## Texto proporcionado
Cuando yo era niño, hace taitantos años, España era ese país de los cuarenta millones de entrenadores y seleccionadores. Ahora, hemos pasado a ser cuarenta y siete millones y hemos diversificado los campos en que mostrar nuestra experta maestría: epidemiólogos, científicos, vulcanólogos, expertos en geopolítica, gurús del mercado energético, analistas de cada sector productivo, rompedores de cadenas y guardianes de Invernalia. Casi nada, oiga. Para que luego digan que los españoles no estamos cualificados. Sin embargo, basta un titular (ni siquiera una noticia) con un matiz ligeramente tendencioso para que la víscera se exalte, opaque nuestro experto conocimiento y suelte por boca o teclado lo primero que le salga, sin pasar los filtros del contraste, el análisis y la conclusión más lógica que pueda dar nuestro caletre. Luego, si llega la aclaración o desmentido de esa información cuyo titular nos hizo soltar sapos por la boca, nuestra reacción puede tomar dos caminos: la huida hacia delante, manteniéndonos en nuestra postura por no admitir nuestro error, o sentirnos idiotas por haber escupido improperios sobre una falsedad, una verdad a medias o incluso por censurar una postura con la que, al final, estábamos de acuerdo.

No digo nada nuevo en cuanto a que es necesario bajar el tono, debatir con educada discrepancia y recuperar, en los medios y en la calle, la elegancia del debate sosegado. Si vemos cualquier debate televisivo, veremos cómo los contertulios se interrumpen, alzan el volumen y convierten al siempre enriquecedor debate en una jaula de grillos; ni se entiende lo que se dice ni resulta gratificante presenciar semejante verdulería. El moderador ha pasado a ser un mero presentador incapaz de poner fin al sonrojante gallinero. Al final, se pierde el interés por la materia debatida. El debate no nos ha enriquecido porque ha dejado de ser un debate. Y esa falta de un debate de verdad, que defenestre al show televisivo y a la verdulería que actualmente es cada plató, provocará el efecto que el auge de debates televisivos de hace unos años venía a combatir: la desafección de la población por la política y los asuntos de actualidad que nos afectan directamente.

La confrontación de ideas y opiniones es tan antigua como el propio pensamiento, como la propia especie humana. Quizá por ello, como las canas, merezca un respeto. Y ese respeto que pido no es otro que ser capaces de opinar sin ofender, sin atacar, sin imponer... Aunque por ahora, en los medios y en la calle, hayamos optado por el salseo y la crispación mientras al anciano debate lo hemos dejado en una residencia: la del ostracismo.

## Qué debe hacer
Reproduzca el fragmento del texto sobre el debate que va desde "La confrontación de" hasta "la del ostracismo.", ambos incluidos, cambiando "ostracismo" por "olvido". Las entradas no guardan relación alguna con el texto sobre el debate.

Registros de una colección

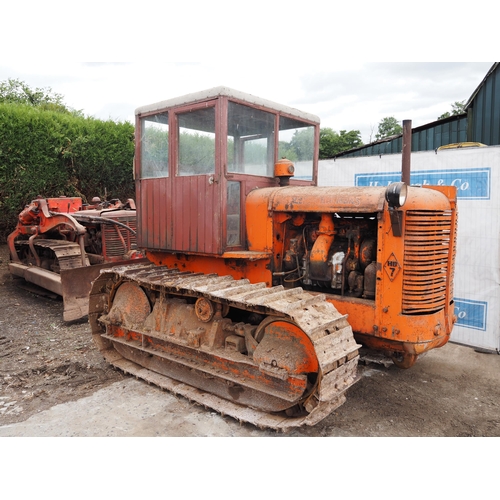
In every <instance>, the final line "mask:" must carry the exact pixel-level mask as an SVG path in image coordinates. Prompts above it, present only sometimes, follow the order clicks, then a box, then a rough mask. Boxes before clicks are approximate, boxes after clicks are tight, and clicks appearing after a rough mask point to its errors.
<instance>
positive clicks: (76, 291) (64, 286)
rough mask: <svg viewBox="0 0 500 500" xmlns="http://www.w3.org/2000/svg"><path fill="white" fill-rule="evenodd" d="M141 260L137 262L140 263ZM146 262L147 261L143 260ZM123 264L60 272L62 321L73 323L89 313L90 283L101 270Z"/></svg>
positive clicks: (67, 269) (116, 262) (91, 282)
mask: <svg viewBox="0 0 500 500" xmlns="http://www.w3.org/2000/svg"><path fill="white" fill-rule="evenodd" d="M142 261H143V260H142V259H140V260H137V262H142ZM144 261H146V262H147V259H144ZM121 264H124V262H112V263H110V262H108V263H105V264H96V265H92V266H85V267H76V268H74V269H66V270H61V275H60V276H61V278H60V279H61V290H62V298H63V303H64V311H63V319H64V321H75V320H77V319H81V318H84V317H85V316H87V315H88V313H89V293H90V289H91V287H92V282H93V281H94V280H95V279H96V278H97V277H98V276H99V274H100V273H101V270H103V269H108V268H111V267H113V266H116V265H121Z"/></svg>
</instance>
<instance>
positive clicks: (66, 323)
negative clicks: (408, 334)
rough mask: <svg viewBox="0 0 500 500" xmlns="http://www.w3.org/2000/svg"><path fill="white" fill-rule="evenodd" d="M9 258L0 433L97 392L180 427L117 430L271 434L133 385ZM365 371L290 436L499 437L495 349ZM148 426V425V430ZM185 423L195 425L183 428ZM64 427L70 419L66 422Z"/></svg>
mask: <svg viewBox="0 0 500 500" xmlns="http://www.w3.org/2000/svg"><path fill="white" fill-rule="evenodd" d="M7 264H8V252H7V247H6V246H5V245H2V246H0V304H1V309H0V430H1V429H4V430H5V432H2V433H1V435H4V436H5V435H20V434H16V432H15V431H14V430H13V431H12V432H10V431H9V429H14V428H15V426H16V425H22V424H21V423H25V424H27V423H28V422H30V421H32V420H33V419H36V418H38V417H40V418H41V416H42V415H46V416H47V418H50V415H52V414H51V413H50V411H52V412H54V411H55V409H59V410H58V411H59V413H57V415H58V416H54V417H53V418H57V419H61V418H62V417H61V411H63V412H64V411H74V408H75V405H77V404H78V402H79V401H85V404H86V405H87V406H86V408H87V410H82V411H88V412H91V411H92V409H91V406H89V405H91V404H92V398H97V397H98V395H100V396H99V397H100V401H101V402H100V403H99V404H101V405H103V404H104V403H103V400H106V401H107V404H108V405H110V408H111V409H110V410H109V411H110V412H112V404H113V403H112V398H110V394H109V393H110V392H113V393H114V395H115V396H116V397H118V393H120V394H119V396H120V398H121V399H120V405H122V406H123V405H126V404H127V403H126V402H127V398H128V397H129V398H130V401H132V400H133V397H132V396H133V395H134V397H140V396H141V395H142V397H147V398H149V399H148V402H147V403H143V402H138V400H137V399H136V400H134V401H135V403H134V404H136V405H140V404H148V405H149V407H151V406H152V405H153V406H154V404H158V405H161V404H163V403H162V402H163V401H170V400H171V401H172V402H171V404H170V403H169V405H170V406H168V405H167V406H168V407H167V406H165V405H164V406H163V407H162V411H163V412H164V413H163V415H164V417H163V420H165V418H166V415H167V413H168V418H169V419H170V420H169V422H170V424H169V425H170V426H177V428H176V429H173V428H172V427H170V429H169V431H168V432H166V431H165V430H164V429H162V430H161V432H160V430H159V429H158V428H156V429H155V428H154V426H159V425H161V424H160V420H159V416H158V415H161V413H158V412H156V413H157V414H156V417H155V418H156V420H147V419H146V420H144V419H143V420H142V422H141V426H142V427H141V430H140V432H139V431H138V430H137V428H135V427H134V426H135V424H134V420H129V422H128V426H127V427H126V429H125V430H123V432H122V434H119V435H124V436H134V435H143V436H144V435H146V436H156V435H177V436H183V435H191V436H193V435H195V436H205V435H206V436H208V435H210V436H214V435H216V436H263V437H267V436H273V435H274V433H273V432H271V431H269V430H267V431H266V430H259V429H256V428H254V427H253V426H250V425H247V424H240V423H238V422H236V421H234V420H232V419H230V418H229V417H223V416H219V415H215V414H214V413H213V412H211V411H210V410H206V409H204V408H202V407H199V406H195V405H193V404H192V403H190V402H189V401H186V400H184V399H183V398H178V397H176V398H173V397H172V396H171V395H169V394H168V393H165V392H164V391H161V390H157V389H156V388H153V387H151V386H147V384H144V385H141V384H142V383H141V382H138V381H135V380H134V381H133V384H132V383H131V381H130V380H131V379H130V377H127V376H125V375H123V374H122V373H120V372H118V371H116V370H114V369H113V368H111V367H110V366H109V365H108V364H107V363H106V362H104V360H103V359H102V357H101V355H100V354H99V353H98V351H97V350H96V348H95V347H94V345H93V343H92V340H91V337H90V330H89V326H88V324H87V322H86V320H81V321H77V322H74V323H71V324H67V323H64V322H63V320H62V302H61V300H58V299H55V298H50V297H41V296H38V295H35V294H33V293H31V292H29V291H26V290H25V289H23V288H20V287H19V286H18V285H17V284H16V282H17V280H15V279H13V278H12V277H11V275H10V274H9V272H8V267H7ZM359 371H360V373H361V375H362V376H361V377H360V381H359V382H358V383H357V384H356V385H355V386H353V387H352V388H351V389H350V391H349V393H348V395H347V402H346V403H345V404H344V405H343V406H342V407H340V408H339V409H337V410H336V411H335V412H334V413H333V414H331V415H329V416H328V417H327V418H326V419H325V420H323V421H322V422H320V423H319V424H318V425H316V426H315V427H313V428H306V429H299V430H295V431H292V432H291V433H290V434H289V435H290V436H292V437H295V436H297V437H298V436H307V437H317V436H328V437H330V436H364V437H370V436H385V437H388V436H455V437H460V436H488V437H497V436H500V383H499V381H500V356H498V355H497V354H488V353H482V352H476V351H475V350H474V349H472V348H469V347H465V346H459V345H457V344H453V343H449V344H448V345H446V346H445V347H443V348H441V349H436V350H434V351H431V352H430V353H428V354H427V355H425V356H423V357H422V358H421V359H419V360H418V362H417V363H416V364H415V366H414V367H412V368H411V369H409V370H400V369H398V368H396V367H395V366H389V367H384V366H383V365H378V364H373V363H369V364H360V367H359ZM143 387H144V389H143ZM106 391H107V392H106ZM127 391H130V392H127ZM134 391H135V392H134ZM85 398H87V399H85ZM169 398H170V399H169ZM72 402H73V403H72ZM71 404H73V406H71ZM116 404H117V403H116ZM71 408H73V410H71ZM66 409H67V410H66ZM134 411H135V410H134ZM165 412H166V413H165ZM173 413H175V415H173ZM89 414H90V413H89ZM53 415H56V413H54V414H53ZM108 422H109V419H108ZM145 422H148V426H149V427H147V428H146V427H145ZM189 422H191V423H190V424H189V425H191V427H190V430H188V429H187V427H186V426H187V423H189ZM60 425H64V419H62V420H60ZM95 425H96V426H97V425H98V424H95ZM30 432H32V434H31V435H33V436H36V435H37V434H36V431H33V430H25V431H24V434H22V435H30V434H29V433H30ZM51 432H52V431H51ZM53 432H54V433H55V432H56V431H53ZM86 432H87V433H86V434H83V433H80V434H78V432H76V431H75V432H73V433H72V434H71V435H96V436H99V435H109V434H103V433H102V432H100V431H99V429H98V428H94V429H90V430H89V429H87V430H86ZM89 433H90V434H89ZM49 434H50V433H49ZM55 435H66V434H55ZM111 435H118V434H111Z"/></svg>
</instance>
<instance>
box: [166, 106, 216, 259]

==

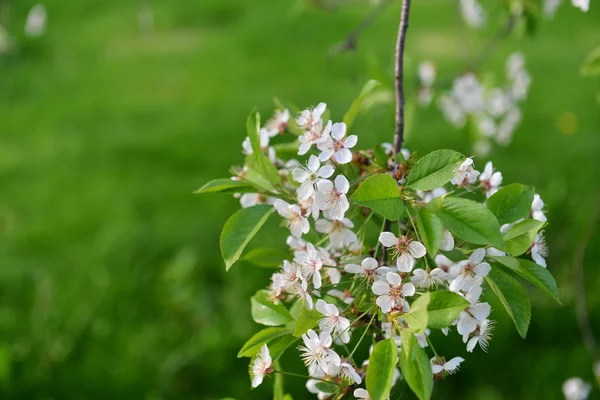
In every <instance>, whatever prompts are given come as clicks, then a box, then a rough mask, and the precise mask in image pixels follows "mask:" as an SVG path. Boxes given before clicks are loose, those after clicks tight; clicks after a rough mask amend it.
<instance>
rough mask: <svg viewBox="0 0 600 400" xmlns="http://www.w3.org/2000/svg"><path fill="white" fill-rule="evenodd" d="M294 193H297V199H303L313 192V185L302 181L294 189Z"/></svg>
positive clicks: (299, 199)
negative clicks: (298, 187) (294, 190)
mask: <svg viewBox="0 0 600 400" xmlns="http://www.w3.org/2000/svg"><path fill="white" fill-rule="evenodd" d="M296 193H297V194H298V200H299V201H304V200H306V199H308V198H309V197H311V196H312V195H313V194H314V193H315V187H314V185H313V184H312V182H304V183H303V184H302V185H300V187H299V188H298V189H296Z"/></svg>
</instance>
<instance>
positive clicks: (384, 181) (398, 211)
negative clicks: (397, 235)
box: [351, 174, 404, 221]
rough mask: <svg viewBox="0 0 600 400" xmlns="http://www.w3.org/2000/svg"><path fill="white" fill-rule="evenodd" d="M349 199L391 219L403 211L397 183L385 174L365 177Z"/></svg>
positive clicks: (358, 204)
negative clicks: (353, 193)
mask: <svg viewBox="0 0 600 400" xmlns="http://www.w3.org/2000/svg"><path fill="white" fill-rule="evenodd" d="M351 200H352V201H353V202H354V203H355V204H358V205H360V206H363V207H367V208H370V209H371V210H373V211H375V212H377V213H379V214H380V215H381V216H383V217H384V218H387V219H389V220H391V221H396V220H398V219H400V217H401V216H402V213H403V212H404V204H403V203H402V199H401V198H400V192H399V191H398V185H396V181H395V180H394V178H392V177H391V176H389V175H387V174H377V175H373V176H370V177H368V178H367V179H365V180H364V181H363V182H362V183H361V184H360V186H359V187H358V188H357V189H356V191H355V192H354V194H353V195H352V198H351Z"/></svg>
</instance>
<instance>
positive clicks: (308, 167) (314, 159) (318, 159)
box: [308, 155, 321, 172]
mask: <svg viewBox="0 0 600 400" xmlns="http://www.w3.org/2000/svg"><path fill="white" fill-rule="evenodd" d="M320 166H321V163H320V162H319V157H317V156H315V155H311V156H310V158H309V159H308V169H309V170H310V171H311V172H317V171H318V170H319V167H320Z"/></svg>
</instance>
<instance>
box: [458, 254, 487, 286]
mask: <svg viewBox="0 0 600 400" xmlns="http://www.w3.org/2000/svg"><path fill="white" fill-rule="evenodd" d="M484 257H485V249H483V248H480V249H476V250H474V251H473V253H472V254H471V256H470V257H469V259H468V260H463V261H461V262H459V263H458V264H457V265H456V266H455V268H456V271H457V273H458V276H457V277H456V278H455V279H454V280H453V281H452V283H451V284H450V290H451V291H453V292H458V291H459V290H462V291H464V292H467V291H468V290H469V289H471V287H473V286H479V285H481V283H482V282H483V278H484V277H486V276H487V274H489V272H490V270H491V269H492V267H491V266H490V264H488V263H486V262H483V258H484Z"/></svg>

## Resultado
La confrontación de ideas y opiniones es tan antigua como el propio pensamiento, como la propia especie humana. Quizá por ello, como las canas, merezca un respeto. Y ese respeto que pido no es otro que ser capaces de opinar sin ofender, sin atacar, sin imponer... Aunque por ahora, en los medios y en la calle, hayamos optado por el salseo y la crispación mientras al anciano debate lo hemos dejado en una residencia: la del olvido.